**Assignment**
Nothing in the listing may be skipped; transcribe all of it as written.

#### Information given ####

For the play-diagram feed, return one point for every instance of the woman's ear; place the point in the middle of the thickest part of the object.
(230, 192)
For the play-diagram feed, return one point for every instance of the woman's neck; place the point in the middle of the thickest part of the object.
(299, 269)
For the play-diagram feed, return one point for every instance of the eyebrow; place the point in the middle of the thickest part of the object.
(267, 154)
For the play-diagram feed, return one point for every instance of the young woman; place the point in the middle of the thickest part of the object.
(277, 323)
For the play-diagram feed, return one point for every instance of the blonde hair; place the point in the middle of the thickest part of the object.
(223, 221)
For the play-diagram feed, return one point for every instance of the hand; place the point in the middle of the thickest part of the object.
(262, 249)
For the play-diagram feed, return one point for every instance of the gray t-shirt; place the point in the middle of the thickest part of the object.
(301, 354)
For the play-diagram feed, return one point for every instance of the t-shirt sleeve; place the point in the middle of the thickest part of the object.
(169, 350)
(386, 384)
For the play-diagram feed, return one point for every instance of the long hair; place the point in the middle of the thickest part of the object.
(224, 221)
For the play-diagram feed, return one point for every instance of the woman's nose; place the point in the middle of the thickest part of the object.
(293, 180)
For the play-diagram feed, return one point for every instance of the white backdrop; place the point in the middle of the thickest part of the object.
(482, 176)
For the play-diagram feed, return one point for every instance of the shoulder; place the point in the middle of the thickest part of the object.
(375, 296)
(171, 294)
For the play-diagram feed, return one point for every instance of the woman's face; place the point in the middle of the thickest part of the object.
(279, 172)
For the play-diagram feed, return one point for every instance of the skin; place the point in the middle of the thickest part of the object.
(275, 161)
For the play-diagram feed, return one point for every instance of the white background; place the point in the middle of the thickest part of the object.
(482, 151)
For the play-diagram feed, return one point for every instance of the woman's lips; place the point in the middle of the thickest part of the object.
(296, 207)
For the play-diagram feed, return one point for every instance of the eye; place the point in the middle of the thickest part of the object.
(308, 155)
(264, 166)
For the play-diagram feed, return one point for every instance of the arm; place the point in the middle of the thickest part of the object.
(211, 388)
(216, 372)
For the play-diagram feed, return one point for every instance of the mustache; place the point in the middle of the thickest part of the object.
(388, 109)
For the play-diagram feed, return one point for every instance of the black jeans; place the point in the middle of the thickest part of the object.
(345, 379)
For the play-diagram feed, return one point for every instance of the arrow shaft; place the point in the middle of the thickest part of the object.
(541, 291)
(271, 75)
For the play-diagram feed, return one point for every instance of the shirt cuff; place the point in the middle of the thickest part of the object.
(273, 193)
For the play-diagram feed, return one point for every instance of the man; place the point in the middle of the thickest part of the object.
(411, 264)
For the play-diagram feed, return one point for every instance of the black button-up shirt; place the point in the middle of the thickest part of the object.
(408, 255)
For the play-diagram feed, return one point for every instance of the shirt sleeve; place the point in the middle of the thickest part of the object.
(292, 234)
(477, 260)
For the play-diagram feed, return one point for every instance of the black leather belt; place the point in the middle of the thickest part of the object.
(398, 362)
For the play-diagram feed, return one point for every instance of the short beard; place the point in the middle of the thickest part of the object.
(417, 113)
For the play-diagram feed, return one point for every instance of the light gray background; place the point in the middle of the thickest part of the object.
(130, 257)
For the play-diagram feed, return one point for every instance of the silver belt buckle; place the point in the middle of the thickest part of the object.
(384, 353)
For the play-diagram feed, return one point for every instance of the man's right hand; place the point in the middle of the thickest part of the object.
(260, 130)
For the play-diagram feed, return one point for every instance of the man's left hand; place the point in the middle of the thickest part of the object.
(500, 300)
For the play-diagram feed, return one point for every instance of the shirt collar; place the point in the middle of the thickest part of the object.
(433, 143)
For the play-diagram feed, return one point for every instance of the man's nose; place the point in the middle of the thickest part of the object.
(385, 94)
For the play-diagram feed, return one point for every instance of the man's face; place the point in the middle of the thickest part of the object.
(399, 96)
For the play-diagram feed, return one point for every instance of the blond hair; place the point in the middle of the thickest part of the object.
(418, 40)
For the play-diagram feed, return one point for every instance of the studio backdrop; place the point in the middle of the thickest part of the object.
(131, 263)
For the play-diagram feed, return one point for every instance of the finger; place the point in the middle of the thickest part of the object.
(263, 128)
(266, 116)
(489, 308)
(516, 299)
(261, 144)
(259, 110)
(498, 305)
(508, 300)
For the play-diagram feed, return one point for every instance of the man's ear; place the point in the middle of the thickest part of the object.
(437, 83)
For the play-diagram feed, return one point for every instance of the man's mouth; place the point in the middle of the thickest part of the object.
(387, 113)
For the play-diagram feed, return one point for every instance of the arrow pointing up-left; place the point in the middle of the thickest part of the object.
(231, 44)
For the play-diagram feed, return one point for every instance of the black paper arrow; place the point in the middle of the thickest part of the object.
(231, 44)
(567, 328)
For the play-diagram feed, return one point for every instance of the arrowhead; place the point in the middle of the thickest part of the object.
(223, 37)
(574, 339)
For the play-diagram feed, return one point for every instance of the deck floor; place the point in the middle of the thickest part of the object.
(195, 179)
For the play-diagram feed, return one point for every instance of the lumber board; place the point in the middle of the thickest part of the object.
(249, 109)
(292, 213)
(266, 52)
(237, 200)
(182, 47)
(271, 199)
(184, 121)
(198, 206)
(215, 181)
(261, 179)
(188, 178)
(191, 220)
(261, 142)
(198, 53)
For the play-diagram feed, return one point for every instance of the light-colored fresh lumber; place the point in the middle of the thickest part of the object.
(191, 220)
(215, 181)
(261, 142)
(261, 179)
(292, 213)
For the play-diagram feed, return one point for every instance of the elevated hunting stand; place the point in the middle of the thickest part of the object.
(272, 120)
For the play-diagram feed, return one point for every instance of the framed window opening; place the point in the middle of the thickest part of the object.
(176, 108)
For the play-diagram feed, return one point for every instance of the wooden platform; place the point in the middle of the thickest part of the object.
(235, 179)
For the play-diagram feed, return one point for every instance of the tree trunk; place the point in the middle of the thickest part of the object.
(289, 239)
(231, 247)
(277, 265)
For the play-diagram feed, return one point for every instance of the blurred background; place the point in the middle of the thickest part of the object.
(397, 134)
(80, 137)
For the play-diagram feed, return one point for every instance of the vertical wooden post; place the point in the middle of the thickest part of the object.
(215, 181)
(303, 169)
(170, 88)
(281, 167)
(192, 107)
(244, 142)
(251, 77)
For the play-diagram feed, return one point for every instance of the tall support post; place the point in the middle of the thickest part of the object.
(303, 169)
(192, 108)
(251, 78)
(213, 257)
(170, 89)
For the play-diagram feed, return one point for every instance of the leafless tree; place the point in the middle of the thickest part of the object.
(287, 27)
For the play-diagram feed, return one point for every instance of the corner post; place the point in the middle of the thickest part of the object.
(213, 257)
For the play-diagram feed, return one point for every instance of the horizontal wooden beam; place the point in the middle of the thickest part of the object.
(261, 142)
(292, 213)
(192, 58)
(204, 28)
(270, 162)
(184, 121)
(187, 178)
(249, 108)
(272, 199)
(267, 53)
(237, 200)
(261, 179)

####

**Answer section**
For the play-diagram feed, return one point for every instance of the woman's ear; place the point in the middle of the thickest part of the object.
(230, 192)
For the play-diagram feed, return one point for every instance of the woman's neck; place the point in the middle of the thickest part of the object.
(299, 269)
For the play-diagram feed, return one point for every instance of the eyebrow; place the point in the middle of the thickest part of the object.
(267, 154)
For the play-diagram feed, return one point for every instance of the young woman; place the point in the middle of the thickest part of the object.
(277, 323)
For the play-diagram feed, return one point for every instance of the blonde hair; place the point in the middle of the thickest part of the object.
(223, 221)
For the play-diagram feed, return one point for every instance of the hand; place the point in the middle of the thickest part of the object.
(262, 249)
For the play-diagram feed, return one point for every instance of the gray t-shirt; place the point in the middle of the thickest part of the object.
(301, 354)
For the play-diagram feed, return one point for every instance of the t-shirt sleeve; place the point in the middle of the thickest part of the object.
(169, 350)
(386, 384)
For the play-diagram feed, return one point for every instance of the long hair; place the point in the middle of the thickest part of the object.
(224, 221)
For the play-diagram feed, return one point for every instance of the woman's nose; place the point in the middle of the thickest part of the object.
(293, 180)
For the play-diagram feed, return one point for every instance of the white backdrop; place the point in the middle of the thickest part of the object.
(482, 176)
For the play-diagram feed, return one point for every instance of the shoulder; place the point in the middle of the thickest part of the object.
(375, 296)
(171, 294)
For the play-diagram feed, return one point for every instance of the woman's face; place the point in the middle of the thickest part of the object.
(279, 172)
For the play-diagram feed, return one point for every instance of the skin; place the point in the middle of the thickest part of the object.
(275, 161)
For the play-diagram feed, return one point for every instance of the white background; place the point in the middle of the thickest part of the object.
(482, 151)
For the play-diagram feed, return one point for every instance of the woman's lips; place the point in the middle of the thickest part of the object.
(296, 207)
For the play-diagram feed, return one point for every instance of the eye; place the point in the middle of the thickest part of the object.
(308, 155)
(264, 166)
For the play-diagram feed, return one point for every instance of the arm; place the point in the middle of the thickest part of the object.
(211, 388)
(216, 372)
For the play-diagram feed, return one point for every instance of the mustache; place the point in the middle of the thickest part of the object.
(388, 109)
For the play-diagram feed, return one point for every instance of the black jeans; place the point in the middle of the thickest part of the object.
(345, 379)
For the play-diagram feed, return one point for every instance of the arrow shaft; place the point in the middle of the thickest part of the object.
(541, 291)
(271, 75)
For the play-diagram feed, return one point for every instance of the shirt cuff; place the point in the middle of the thickest part of the object.
(273, 193)
For the play-diagram feed, return one point for every instance of the man; place the point in the middle of the thickest part of the object.
(411, 264)
For the play-diagram feed, return one point for every instance of the black button-up shirt; place the point in the middle of the thickest part of the object.
(408, 255)
For the play-diagram feed, return one point for every instance of the shirt sleeve; place the point in the middle of the thickest part of the object.
(292, 234)
(477, 260)
For the play-diagram feed, return one point for every instance of the black leather belt; place the point in the middle of the thickest part of the object.
(398, 362)
For the play-diagram feed, return one point for every instance of the short beard; place the point in the middle of the thickest part of the object.
(417, 113)
For the play-diagram feed, return one point for every instance of the light gray background; place the point in the middle of the thickest part of the object.
(130, 257)
For the play-diagram feed, return one point for every instance of the silver belt buckle; place the point in the middle of the thickest part of the object.
(384, 353)
For the play-diagram feed, return one point for every instance of the man's right hand; place the point in the middle of the thickest part of the object.
(260, 130)
For the play-diagram feed, return one point for every instance of the man's left hand; place the point in the middle of the thickest part of the object.
(500, 300)
For the play-diagram feed, return one point for every instance of the shirt collar; place the point in the middle of the thickest part of the object.
(433, 143)
For the play-diagram feed, return one point for every instance of the man's nose; place the point in the middle of the thickest part of the object.
(385, 94)
For the play-diagram feed, return one point for every instance of the man's face; place the point in the middle of the thickest part of the object.
(399, 96)
For the play-diagram feed, return one point for every instance of the blond hair; place the point in the middle of the thickest part of the object.
(418, 40)
For the play-diagram feed, return one point for every instance of the studio backdrop; place the point in the middle of the thickest part of the object.
(131, 263)
For the play-diagram feed, return one point for every instance of the finger; place the point in the middle of the thickest part of the object.
(263, 128)
(266, 116)
(489, 308)
(516, 299)
(261, 144)
(259, 110)
(498, 305)
(508, 300)
For the play-diagram feed, return one point for every instance of the man's ear; place the point in the middle of the thickest part of the object.
(437, 83)
For the play-diagram feed, return one point for every instance of the man's mouth; place the point in the middle of the thickest part of the object.
(387, 113)
For the play-diagram feed, return one point for every instance of the arrow pointing up-left; place the point in the middle of the thickest part of the object.
(231, 44)
For the play-diagram feed, return one point for every instance of the black paper arrow; place the point in the middle of the thickest part of the object.
(231, 44)
(567, 328)
For the play-diagram feed, return one point for every instance of the arrowhead; place the point in the middle of the thickest part of the object.
(223, 37)
(574, 339)
For the play-diagram feed, return one point for every instance of the deck floor; place the point in the middle of the thickest part of the object.
(195, 179)
For the play-diagram feed, return one point for every instance of the lumber board; place the point in the middle of the thickest part of the object.
(249, 109)
(292, 213)
(266, 52)
(237, 200)
(182, 47)
(271, 199)
(184, 121)
(198, 206)
(215, 181)
(261, 179)
(188, 178)
(191, 220)
(261, 142)
(198, 53)
For the play-diagram feed, return one point for every instance of the light-colored fresh lumber; place the point in the middle of the thickest part of the object.
(191, 220)
(215, 181)
(261, 142)
(261, 179)
(292, 213)
For the play-diagram feed, return one point for every instance of the elevated hunting stand; place the point in the middle of the thickest part of the object.
(272, 120)
For the play-diagram feed, return one point for every instance of the framed window opening; place the point in the middle of the thickest part of the object.
(176, 108)
For the play-diagram feed, return one point for every instance of the wooden platform; place the point in the middle of the thickest part of the object.
(235, 179)
For the play-diagram feed, return one point for every instance of the tree trunk; place the point in the middle of the thickest part of the object.
(289, 239)
(231, 247)
(277, 265)
For the play-diagram feed, return one point for every instance of the blurred background; place the point in the middle of the thickest part of the object.
(397, 134)
(80, 137)
For the play-diagram feed, return one point for every instance of the vertical wooden post; place the point in the middle of the thickest part of the object.
(215, 181)
(303, 169)
(170, 88)
(281, 167)
(192, 107)
(244, 142)
(251, 77)
For the play-diagram feed, return one point for every instance of the tall support post; place the point in the middle of the thickest part of the object.
(303, 169)
(192, 108)
(251, 78)
(213, 257)
(170, 89)
For the play-diagram feed, return one point for every instance of the leafless tree; place the point in the middle of the thickest part of the object.
(287, 27)
For the play-diagram feed, return one point for every instance of the corner post; place the point in the middle of the thickest part of the object.
(213, 257)
For the play-diagram feed, return one point for every instance of the horizontal wooden beam; place the point in the middle of the thickest part of the object.
(261, 142)
(292, 213)
(192, 58)
(204, 28)
(270, 162)
(184, 121)
(187, 178)
(249, 108)
(272, 199)
(267, 53)
(237, 200)
(261, 179)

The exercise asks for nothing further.